▶ Data supplied
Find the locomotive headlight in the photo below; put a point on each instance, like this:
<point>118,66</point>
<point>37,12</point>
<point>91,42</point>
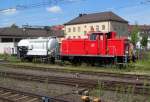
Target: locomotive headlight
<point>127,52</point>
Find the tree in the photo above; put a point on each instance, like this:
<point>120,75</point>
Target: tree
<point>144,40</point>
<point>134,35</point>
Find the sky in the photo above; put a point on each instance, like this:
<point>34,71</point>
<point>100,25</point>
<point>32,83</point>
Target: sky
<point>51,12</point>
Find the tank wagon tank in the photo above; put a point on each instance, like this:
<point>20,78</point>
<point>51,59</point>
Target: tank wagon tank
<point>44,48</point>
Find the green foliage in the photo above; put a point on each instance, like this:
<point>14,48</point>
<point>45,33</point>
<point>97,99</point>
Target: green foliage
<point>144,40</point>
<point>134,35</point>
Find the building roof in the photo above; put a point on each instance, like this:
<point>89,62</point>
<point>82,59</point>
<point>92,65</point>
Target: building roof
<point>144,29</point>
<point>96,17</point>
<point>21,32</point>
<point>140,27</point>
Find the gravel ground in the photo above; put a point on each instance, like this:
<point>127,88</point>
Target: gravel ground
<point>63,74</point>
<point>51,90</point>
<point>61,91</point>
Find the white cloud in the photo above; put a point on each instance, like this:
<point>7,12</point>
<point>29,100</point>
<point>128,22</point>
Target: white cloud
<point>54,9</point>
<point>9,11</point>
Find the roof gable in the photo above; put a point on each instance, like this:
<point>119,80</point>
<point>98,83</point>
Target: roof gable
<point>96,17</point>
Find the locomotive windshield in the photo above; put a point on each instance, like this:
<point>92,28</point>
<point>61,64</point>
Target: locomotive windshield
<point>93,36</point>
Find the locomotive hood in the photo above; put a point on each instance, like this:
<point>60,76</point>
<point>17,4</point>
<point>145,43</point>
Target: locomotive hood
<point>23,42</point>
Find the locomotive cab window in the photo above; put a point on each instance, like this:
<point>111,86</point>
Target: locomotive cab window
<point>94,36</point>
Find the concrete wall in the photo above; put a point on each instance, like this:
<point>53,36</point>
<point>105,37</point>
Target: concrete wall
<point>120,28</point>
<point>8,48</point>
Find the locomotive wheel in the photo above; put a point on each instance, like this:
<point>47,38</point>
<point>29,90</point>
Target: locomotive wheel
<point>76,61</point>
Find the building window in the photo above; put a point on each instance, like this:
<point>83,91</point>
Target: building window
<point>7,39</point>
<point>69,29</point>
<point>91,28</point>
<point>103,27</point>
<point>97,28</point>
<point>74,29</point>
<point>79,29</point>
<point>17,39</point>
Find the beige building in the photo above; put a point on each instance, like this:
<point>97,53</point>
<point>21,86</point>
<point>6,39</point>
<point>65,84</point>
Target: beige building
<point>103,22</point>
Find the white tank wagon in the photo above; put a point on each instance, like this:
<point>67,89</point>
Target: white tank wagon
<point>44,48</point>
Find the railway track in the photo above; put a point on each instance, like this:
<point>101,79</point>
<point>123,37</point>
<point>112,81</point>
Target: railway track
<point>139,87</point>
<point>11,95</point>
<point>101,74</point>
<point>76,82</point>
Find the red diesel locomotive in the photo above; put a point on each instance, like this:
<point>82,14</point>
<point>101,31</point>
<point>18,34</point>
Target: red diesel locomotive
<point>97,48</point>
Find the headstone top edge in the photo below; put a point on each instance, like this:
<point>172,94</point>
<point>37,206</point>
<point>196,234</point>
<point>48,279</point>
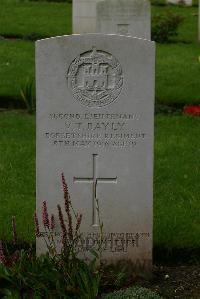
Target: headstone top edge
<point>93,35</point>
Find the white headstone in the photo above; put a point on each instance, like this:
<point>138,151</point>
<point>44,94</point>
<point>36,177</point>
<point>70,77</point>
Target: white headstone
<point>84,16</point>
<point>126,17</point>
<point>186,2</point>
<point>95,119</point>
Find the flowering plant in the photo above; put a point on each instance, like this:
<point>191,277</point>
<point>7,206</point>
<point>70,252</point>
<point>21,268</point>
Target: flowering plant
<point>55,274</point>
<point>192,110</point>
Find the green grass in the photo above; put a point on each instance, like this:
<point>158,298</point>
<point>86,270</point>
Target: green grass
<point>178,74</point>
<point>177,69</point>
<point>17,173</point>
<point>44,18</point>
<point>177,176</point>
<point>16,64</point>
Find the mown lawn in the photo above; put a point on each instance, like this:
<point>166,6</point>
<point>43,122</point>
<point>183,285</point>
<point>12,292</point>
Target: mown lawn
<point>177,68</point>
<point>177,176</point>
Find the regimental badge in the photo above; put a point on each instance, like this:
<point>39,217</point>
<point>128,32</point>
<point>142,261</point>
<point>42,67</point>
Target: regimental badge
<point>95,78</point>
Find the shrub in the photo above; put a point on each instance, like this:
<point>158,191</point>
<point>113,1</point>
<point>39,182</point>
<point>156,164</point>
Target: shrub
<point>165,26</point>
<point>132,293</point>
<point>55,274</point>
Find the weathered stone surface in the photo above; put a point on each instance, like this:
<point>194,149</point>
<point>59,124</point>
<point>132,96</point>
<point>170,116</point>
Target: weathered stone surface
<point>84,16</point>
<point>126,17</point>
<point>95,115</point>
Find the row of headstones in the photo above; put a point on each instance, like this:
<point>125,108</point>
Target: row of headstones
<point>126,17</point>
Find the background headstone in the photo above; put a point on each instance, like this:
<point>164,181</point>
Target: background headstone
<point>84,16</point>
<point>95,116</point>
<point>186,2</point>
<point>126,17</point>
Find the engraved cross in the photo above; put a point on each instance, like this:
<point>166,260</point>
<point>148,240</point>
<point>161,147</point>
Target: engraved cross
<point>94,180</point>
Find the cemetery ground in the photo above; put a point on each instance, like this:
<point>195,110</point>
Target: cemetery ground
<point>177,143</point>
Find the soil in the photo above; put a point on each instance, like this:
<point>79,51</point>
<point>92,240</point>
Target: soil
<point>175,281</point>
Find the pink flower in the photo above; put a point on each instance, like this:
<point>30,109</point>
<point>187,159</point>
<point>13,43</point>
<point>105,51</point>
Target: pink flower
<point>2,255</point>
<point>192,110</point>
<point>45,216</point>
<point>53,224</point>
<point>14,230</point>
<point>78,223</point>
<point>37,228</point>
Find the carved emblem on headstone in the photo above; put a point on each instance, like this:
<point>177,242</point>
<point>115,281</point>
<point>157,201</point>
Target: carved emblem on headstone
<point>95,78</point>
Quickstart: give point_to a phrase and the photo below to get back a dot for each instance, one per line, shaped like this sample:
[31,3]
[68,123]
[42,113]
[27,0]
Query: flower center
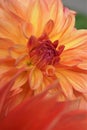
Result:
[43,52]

▶ Action item
Find the string "below" in the entries above. Copy each line where it occurs.

▶ Solution
Find the locomotive headlight in the photo below; put a point on each instance, like this:
Find the headstone top edge in the photo below; put a point on each instance, like this:
Quickstart: give point_to a phrase and the photo below to get back a dot for each instance, one per line, shaped like this sample:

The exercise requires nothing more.